■ DATA FOR ANALYSIS:
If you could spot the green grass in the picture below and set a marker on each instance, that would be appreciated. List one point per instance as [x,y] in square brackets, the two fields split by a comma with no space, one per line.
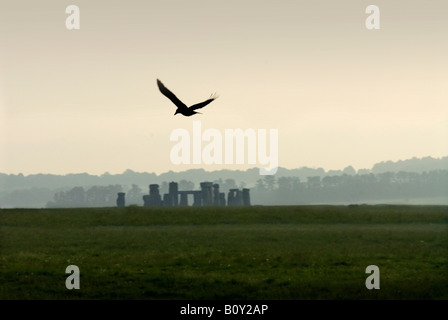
[291,252]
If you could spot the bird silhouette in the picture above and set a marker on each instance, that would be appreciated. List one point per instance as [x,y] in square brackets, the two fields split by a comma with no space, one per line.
[181,107]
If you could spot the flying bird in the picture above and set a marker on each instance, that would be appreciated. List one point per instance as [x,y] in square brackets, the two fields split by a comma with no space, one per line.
[181,107]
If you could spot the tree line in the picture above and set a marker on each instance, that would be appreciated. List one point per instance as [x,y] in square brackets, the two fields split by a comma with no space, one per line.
[343,189]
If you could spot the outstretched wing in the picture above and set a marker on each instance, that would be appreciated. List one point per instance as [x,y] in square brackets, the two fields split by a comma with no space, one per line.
[203,104]
[167,93]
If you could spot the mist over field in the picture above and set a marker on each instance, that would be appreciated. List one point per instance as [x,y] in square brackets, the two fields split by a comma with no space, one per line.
[412,181]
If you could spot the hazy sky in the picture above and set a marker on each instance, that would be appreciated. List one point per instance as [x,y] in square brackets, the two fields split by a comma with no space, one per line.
[339,94]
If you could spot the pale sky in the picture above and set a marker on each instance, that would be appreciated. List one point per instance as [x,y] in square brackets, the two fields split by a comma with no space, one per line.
[339,94]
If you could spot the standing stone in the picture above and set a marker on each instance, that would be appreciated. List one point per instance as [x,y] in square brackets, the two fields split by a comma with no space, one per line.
[246,197]
[120,199]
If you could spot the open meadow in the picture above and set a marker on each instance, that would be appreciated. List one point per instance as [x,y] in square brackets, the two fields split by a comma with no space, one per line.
[283,252]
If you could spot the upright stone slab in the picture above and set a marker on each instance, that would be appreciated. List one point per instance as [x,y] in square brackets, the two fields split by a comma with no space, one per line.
[120,199]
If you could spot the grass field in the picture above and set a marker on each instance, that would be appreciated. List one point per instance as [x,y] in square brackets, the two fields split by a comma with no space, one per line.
[291,252]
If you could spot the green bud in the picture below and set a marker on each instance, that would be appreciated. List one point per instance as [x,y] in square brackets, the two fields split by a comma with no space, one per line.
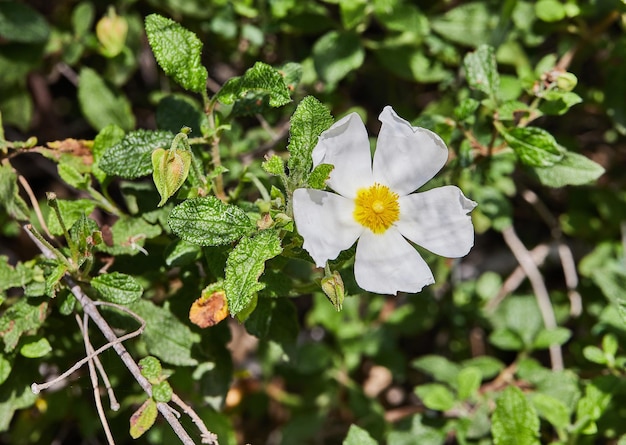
[332,285]
[566,81]
[111,31]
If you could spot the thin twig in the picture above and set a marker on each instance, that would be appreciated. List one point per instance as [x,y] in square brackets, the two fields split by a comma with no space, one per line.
[93,375]
[35,204]
[207,436]
[525,260]
[92,311]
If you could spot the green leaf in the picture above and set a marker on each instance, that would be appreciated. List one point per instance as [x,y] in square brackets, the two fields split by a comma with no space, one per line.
[245,265]
[21,23]
[10,199]
[319,176]
[274,165]
[534,146]
[549,337]
[551,409]
[20,318]
[260,86]
[100,104]
[573,169]
[132,157]
[358,436]
[117,288]
[310,119]
[151,368]
[337,54]
[36,347]
[165,335]
[435,396]
[440,368]
[207,221]
[162,392]
[143,419]
[469,380]
[482,71]
[71,211]
[178,51]
[514,420]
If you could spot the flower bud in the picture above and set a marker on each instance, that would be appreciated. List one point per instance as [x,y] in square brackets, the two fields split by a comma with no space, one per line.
[332,285]
[111,31]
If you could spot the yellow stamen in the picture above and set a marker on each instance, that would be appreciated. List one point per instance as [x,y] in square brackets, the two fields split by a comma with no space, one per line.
[376,208]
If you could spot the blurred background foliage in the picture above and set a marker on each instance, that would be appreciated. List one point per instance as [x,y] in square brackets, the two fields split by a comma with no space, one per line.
[430,368]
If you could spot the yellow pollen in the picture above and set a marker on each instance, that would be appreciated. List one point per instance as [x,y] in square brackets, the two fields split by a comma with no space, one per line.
[376,208]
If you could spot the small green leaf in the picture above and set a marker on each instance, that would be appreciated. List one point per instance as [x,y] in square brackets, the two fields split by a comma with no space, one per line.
[178,51]
[482,71]
[260,86]
[245,265]
[435,396]
[548,337]
[551,409]
[162,392]
[166,336]
[151,368]
[132,157]
[35,348]
[358,436]
[534,146]
[207,221]
[310,119]
[337,54]
[469,380]
[514,420]
[21,23]
[117,288]
[274,165]
[320,174]
[143,419]
[100,104]
[573,169]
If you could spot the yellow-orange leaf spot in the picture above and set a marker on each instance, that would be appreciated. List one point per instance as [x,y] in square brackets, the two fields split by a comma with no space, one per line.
[376,208]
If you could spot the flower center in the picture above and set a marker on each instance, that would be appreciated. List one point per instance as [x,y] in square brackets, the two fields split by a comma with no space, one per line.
[376,208]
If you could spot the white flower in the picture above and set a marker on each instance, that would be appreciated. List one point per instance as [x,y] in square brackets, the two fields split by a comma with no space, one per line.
[374,204]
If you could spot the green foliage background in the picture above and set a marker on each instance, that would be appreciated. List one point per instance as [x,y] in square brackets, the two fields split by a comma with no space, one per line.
[530,98]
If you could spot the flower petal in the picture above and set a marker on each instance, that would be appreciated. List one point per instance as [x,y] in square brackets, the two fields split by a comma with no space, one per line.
[346,146]
[388,264]
[438,220]
[406,157]
[325,222]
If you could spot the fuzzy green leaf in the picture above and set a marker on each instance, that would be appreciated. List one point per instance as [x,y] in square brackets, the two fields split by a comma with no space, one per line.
[260,86]
[21,23]
[482,71]
[178,51]
[207,221]
[245,265]
[117,288]
[514,420]
[310,119]
[337,54]
[143,419]
[166,336]
[100,104]
[534,146]
[573,169]
[358,436]
[132,157]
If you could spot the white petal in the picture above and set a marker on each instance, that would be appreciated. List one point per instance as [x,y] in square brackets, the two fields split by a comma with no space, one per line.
[345,145]
[438,220]
[388,264]
[406,157]
[325,222]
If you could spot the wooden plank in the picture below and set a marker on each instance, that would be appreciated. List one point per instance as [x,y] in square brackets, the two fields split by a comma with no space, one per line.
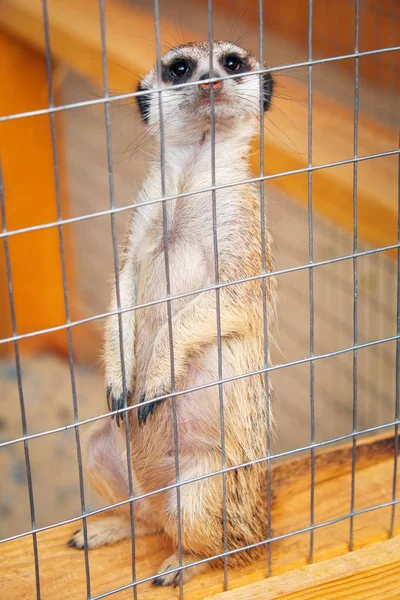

■ WHAT IS REQUIRED:
The records, exactly as written but without images, should be returned.

■ YOUR SOLUTION:
If you could spot the green grass in the picture below and set a marker on each instance, that would be appreciated. List one point per instance as [x,y] in square brackets, the two fields split by a comma with no space, one per line.
[291,252]
If you could spot the bird silhouette in the picture above and set a marker on each instance, that would be appreciated. List one point per instance as [x,y] in square brackets, the two fields split by a comma with no space, one per line.
[181,107]
If you could spot the flying bird in the picture above and set a marker on each instance, that would be appreciated. List one point per instance as [x,y] in square brackets, the two fields split by a comma with no space, one per line.
[181,107]
If you could spot the tree line in the picture above and set a marker on each instance, that would be appreciated. List one point per instance as [x,y] in square brackets, the two fields split by a comma with no space, one per line.
[343,189]
If you could spot the outstretched wing in the picture above and set a marker on each instance, that would be appreciated. List one point per instance as [x,y] in square brackets, the two fields split by a comma with no space, one per line.
[203,104]
[167,93]
If you could spot the mist over field in the picture above and set a marker on each instance, that would be appreciated. List one point per instance as [x,y] in square brackets, the two fields split by a comma with no space, one per line.
[412,181]
If you could spot the hazy sky in the picture above and set a marker on each instance, that would be appreciated. List one point per instance as [x,y] in square brackets, the two fields split by a comma with no space, one per line.
[339,94]
If you could spot the pale sky in the picture above and set a marker on each instance, that would be appreciated. List one point per instance as [x,y] in square brackets, the two fields split by a comma with no space, one per line.
[339,94]
If you could spot the standing stone in the picture above and set a marker on each instance, that would be appreciated. List one point per instance as [x,y] in square brackets, the two fields split by a comma with no space, one per line.
[246,197]
[120,199]
If you could spot the open meadow in the picture above and set a marker on each instance, that would be appreciated. List one point per instance as [x,y] in square brackets, the two fields split by a comma with no space, one per line.
[283,252]
If you could spot the upright stone slab in the picture above and set a marker on each instance, that would be appreciated. List one point per instance as [x,y] in square brackets, the two fields split by a comma with no space, one per line.
[120,199]
If you could spot the grass field in the picture above and set a marker on each instance, that would be appreciated. List one point per instance as [x,y] in square brackets, the two fields split by a comma with no space, one per line.
[291,252]
If you could spot the green bud in the picture below and set a marker on each instance, that would be appreciated. List one point per instance as [x,y] in square brackets, the two fields split by a comma with no space, one per line.
[332,285]
[566,81]
[111,31]
If you could spot the thin twig in the picture above and set a marker on each instance, that would be appreciated. List one point per instance as [x,y] in square brackets, the two fields split by a comma with no space, one per line.
[93,375]
[35,204]
[207,436]
[525,260]
[92,311]
If you could spot the green leaf in the picture above and set a marker on each instance, that would be appreciated. List one point per instance as [x,y] in square brackets, the two fields split by a comma with no space, one per line.
[245,265]
[21,23]
[10,199]
[319,176]
[274,165]
[534,146]
[549,337]
[551,409]
[20,318]
[260,86]
[100,104]
[573,169]
[132,157]
[358,436]
[117,288]
[310,119]
[151,368]
[337,54]
[36,347]
[165,335]
[435,396]
[440,368]
[207,221]
[162,392]
[143,419]
[469,380]
[482,71]
[71,211]
[178,51]
[514,420]
If you could spot the flower bud in the picture above and set a marker on each instance, that would be appreciated. List one point per instance as [x,y] in square brackets, the two fields split by a comma with no space, one per line.
[332,285]
[111,31]
If you could spot the yellow stamen in the picture above and set a marker on each instance, that would be appreciated. List one point per instance as [x,y] in square brackets, the two fields split by a comma with no space, one per line.
[376,208]
If you could spot the blurred background foliage in the picture above and set a marker on each instance, that would be appreciated. List one point per instance as [x,y] in square brackets, the two fields split by a comma with no space, one per line.
[430,368]
If you could spot the yellow pollen in the picture above and set a marker on each instance, that would be appreciated. List one point per instance as [x,y] in square brackets, the two fields split by a comma with no space, one per line.
[376,208]
If you could spot the small green leaf in the picture above and set a marker on each instance, that would be appreciated. List one point per instance as [x,y] in square brackets, the two fields split by a comma with no space, one per line.
[178,51]
[482,71]
[260,86]
[245,265]
[435,396]
[548,337]
[551,409]
[162,392]
[166,336]
[151,368]
[132,157]
[35,348]
[358,436]
[534,146]
[207,221]
[310,119]
[337,54]
[469,380]
[514,420]
[21,23]
[117,288]
[274,165]
[320,174]
[143,419]
[100,104]
[573,169]
If you could spot the yellow-orange leaf spot in the picture above and set a marker on each instance, that would be appreciated. List one point per instance as [x,y] in square brackets, the two fields split by a comma with no space, one per line.
[376,208]
If you could spot the flower center in the picture above and set a marker on each instance, that would be appreciated. List one point per instance as [x,y] in square brackets, the two fields split by a comma with no space, one per line.
[376,208]
If you could spot the white flower in the picture above and set a marker on each instance, that would be appreciated. List one point per instance as [x,y] in square brackets, the two fields split by a comma with no space, one per line.
[374,204]
If you could spot the green foliage background in the picture above and set a marker on each instance, that would be appreciated. List one point per instance as [x,y] in square brackets, the two fields split by a comma with no space, one per line.
[530,98]
If you could spot the flower petal in the picture above and set a marker on each instance, that would be appreciated. List one point per instance as [x,y] in square brackets, the two fields split by a comma with no space, one per line.
[346,146]
[388,264]
[438,220]
[406,157]
[325,222]
If you could spot the fuzzy green leaf in the picture above and set a marker on each instance, that would be appreciated. List one point per instance as [x,y] in square brackets, the two fields split by a comma with no space, one per line.
[260,86]
[21,23]
[482,71]
[178,51]
[207,221]
[245,265]
[117,288]
[514,420]
[310,119]
[337,54]
[143,419]
[166,336]
[100,104]
[534,146]
[573,169]
[358,436]
[132,157]
If you could spot the white petal in the picture above and set a marker on each instance, that would be appreciated. List one point per instance as [x,y] in square brackets, the two fields split by a comma with no space, one per line.
[345,145]
[438,220]
[388,264]
[406,157]
[325,222]
If you could spot the wooden plank in the picture below and set a marker on each instance, that would be appreciated. List one point per instance as [x,y] in square brackets, the two fields split by a comma with no space, one per line.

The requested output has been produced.